READING TEXT:

____________

But this post will show you why it’s so valuable, nonetheless.
A good financial plan keeps you focused and on track as the company grows , when new challenges arise, and when unexpected crises hit. It helps you communicate clearly with staff and investors, and build a modern, transparent business.
And there are plenty of other advantages .
We’ll explore nine of our favorites shortly. But first, let’s define exactly what we’re talking about.
What is business financial planning?
Your company’s financial plan is essentially just the financial section of your overall business plan . It applies real financial data and projections to put the rest of your business plan in context.
And crucially, it is forward-looking. While you use existing accounting figures (if you have them already) and experience to create your plan, it’s not simply a copy/paste of your accounting data. Instead, you look at your business goals and define the level of investment you’re willing to make to achieve each of these.
But this doesn’t mean that financial plans are just “made up.” If anything, this section of your business plan is the most grounded in reality.
As Elizabeth Wasserman writes for Inc :
“A business plan is all conceptual until you start filling in the numbers and terms. The sections about your marketing plan and strategy are interesting to read, but they don't mean a thing if you can't justify your business with good figures on the bottom line.
The financial section of a business plan is one of the most essential components of the plan, as you will need it if you have any hope of winning over investors or obtaining a bank loan. Even if you don't need financing, you should compile a financial forecast in order to simply be successful in steering your business.”
The importance of financial planning in business
This probably won’t come as a surprise to most readers, but financial planning is essential to building a successful business. Your business plan dictates how you plan to do business over the next month, quarter, year, or longer - depending on how far out you plan.
It includes an assessment of the business environment, your goals, resources needed to reach these goals, team and resource budgets, and highlights any risks you might face. While you can’t guarantee that everything will play out exactly as planned, this exercise prepares you for what’s to come.
We’ll look at the precise individual benefits next, but suffice it to say that, without a clear financial plan, you’re basically just hoping for the best .
9 benefits of financial planning for business
So what exactly can you hope to gain from business financial planning? The benefits of business planning are probably endless, but here are nine clear advantages.
1. Clear company goals
This is really the starting point for your whole financial plan. What is the company supposed to achieve in the next quarter, year, three years, and so on?
Early on, you’ll want to establish that there is a real need for your business , and that your business fills this need. This is also known as “product/market fit.” For many startups, the first several years may be devoted to building a product and establishing that product/market fit. So this would be your chief one-to-two year goal, with smaller checkpoints along the way.
Crucially, if this is your key goal, you won’t set lofty sales targets or huge marketing KPIs. What’s the point of investing in sales and marketing for new customers, if the product isn’t ready to sell?
We’ll refer back to your company goals throughout this post, so it’s worth getting a handle on them from the start.

____________

EXERCISE SET:
• A. List every line of the records that contains the string "white", treating case as significant.
• B. Continue the article on business financial planning, starting right after its last sentence.
The records are unrelated to the article on business financial planning.

TASK INPUTS:
____________

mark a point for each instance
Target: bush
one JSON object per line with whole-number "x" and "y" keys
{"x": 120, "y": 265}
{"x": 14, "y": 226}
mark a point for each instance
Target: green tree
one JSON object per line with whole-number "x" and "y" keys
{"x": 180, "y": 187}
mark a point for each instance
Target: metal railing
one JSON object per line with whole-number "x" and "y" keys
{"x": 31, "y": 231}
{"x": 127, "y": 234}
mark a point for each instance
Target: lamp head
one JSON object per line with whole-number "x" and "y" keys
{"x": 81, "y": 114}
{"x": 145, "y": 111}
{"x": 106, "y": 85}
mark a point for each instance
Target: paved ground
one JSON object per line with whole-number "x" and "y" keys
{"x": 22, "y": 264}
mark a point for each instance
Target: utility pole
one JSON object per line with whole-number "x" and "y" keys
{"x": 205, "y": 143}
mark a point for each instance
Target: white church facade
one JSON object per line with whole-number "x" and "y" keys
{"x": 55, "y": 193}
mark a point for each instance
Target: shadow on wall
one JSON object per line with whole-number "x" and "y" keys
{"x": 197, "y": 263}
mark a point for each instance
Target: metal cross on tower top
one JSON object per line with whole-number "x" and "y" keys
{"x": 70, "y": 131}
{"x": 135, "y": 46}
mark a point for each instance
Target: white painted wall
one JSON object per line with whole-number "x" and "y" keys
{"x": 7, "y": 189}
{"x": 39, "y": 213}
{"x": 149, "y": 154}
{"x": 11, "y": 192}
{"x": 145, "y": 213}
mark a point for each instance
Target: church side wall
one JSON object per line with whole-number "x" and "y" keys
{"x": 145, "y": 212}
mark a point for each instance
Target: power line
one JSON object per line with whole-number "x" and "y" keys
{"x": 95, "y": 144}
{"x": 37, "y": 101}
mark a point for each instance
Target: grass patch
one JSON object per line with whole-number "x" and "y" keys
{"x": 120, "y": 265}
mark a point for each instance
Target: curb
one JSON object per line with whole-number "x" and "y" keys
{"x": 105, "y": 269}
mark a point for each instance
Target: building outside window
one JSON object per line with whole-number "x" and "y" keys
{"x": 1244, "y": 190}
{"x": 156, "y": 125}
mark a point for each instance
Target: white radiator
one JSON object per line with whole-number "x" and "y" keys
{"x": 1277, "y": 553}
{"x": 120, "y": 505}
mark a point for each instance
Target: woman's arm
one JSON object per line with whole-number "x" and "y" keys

____________

RESULTS OF THE TASKS:
• A.
Target: white church facade
Target: white painted wall
Target: white radiator

• B.
2. Sensible cash flow management
Your financial plan should also set clear expectations for cash flow - the amount coming in and out of the company. In the beginning, you’ll of course spend more than you make. But what is an acceptable level of expense, and how will you stay on track?
As part of this plan, you also need to figure out how you’ll measure cash flow easily. You may not have seasoned finance experts in the team, so can you accurately and efficiently keep track of where your money’s going?
By making your plan now, you can anticipate challenges both in receiving money and spending it , and identify ways to do both more effectively.
3. Smart budget allocation
This is obviously closely related to cash flow management (above) and cost reductions (below). Once you have a clear understanding of the amount of funding you have to spend - whether through sales income or investments - you need to figure out how you’ll actually spend it.
The company has its overall budget - essentially its “burn rate” for each quarter or year. Break this down into specific team budgets (product development, marketing, customer support, etc), and ensure that the amounts dedicated to each reflect their importance.
Budgets give each team their own constraints from within which to build . They know what resources are available to them, and can plan out campaigns and personal or product development accordingly.
At the company level, tracking project or team budgets is always going to be easier than monitoring spending as a whole . Once you break each budget down, it’s relatively straightforward to keep an eye on who’s spending what.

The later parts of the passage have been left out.